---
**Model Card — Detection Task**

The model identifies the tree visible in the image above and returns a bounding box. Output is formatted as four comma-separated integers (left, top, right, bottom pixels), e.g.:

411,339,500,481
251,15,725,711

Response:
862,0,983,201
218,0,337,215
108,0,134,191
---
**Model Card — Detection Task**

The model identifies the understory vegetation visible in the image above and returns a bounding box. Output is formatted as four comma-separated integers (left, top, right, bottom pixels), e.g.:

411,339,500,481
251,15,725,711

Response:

= = = =

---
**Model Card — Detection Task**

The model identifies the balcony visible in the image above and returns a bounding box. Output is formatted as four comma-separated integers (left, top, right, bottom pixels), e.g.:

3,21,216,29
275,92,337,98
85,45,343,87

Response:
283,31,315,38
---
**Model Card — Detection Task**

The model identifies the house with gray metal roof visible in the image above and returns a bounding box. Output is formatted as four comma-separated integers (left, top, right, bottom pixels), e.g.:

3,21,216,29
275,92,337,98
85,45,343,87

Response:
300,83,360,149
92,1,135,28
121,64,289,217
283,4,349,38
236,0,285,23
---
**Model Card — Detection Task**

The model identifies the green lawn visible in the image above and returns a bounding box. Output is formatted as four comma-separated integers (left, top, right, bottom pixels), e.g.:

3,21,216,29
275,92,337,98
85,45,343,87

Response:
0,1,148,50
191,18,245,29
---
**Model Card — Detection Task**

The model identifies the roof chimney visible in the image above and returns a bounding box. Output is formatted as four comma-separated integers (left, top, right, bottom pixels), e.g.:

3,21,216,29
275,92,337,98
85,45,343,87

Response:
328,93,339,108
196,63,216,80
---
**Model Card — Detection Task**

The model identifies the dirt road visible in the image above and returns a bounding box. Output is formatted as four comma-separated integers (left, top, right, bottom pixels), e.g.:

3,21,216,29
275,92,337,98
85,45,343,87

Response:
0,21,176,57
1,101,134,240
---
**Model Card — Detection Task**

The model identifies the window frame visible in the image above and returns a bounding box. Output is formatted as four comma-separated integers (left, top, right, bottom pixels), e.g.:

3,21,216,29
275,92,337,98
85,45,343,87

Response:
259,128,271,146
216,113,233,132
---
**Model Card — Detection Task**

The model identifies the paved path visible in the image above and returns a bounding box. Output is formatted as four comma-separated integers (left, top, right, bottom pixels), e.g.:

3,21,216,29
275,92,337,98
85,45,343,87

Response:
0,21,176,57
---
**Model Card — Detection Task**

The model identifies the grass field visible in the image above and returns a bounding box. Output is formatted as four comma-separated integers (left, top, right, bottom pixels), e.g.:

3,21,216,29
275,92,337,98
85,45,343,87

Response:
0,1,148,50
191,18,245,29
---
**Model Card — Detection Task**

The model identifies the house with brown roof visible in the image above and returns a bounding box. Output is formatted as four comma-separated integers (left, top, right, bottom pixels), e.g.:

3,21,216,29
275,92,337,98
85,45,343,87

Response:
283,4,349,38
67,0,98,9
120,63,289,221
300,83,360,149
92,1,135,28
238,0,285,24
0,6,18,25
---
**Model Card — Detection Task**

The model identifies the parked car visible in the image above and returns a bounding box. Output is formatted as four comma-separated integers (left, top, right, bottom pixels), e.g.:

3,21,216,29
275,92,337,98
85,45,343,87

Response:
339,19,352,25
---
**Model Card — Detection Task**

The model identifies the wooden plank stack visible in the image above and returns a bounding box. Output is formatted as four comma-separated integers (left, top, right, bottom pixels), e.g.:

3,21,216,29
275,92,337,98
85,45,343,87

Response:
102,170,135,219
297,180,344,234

= = = =

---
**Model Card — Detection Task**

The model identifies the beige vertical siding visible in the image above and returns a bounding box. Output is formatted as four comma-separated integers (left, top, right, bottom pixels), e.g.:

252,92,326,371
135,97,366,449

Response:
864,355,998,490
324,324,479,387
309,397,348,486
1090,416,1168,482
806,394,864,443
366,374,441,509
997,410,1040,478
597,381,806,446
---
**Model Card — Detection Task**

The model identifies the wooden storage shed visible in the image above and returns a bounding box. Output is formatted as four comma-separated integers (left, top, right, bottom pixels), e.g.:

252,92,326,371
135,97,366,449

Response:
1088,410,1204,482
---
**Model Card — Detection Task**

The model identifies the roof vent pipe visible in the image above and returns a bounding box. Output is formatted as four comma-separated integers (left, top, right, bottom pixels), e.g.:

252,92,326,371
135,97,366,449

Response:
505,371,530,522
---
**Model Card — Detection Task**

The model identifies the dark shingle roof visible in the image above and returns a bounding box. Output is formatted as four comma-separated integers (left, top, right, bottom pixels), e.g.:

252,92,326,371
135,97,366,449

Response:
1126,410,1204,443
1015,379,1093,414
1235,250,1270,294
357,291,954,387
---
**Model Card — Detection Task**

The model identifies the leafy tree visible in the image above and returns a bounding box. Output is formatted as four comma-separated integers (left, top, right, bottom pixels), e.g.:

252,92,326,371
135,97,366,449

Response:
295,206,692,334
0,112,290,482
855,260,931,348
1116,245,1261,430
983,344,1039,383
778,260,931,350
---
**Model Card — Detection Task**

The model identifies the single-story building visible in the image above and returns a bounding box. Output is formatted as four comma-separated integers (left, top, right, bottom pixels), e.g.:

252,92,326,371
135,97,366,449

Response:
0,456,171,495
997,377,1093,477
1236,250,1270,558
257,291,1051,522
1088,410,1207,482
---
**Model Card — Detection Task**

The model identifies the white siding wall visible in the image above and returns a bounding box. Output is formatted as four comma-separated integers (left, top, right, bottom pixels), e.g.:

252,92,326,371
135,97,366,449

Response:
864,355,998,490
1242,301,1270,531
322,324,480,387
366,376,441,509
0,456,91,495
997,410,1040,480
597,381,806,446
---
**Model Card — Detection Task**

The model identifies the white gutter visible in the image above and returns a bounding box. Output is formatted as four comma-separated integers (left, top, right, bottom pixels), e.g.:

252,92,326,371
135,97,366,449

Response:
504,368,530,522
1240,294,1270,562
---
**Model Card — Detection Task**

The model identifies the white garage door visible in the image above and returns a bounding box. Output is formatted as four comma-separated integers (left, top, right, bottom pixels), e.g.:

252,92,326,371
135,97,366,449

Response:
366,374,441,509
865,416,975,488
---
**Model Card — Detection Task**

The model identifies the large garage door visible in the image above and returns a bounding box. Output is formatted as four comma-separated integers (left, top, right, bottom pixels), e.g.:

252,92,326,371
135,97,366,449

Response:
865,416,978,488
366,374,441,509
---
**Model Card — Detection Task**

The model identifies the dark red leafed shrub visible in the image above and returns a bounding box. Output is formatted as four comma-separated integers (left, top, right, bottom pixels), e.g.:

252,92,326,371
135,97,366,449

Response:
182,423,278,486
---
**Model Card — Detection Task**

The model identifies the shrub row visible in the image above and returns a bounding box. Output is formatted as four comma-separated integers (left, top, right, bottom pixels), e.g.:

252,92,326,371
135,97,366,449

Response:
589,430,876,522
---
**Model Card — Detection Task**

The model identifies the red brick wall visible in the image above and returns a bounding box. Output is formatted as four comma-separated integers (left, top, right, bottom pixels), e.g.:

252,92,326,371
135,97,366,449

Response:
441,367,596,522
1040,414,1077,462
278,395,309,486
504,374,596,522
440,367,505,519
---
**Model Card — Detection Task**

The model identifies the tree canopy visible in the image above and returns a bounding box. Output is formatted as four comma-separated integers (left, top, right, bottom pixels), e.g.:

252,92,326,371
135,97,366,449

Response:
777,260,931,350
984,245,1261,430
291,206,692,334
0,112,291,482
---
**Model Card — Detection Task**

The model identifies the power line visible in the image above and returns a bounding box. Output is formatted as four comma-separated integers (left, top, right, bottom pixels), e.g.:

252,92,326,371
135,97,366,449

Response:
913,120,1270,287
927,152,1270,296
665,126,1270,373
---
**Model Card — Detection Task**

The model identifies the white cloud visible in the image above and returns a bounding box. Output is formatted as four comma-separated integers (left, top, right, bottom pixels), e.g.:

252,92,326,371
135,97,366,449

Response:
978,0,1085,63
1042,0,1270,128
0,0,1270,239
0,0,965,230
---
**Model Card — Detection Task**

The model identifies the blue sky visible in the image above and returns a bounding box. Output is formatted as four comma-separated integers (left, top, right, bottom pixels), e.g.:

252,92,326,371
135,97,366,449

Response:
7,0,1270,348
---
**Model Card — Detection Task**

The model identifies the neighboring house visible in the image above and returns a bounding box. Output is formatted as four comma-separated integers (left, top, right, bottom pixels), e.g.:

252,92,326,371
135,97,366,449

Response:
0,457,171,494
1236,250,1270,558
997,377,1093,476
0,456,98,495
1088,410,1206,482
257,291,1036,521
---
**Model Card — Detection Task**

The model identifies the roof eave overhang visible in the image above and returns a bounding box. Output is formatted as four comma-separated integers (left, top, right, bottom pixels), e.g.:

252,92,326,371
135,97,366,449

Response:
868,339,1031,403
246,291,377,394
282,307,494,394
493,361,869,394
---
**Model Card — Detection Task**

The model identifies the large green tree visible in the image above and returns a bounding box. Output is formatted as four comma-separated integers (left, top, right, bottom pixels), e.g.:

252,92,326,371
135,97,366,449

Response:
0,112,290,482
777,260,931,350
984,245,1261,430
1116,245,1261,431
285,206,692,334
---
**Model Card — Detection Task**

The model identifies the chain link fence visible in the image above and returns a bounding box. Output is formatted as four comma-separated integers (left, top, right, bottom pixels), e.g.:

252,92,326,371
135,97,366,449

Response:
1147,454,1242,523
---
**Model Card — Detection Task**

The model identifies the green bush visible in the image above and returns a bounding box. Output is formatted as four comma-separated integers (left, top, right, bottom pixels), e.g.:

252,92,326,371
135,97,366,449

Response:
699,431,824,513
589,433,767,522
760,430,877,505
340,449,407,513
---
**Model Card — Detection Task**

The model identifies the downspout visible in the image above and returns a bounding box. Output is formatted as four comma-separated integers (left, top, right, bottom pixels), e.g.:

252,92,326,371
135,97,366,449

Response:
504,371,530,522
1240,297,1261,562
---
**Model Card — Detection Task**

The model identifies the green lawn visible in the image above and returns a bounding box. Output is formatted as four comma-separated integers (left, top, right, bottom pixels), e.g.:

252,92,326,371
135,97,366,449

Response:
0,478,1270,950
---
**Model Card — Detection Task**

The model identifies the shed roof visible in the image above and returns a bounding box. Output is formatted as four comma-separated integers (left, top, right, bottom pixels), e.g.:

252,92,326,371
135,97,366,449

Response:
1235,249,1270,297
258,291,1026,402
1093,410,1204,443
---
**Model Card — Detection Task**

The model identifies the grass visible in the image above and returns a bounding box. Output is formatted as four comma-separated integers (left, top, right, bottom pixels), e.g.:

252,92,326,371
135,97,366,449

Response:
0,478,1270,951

= = = =

Objective
Count the lines in the material above that contain the string "parked", matching case exactly. Reply with the number only.

Answer below
1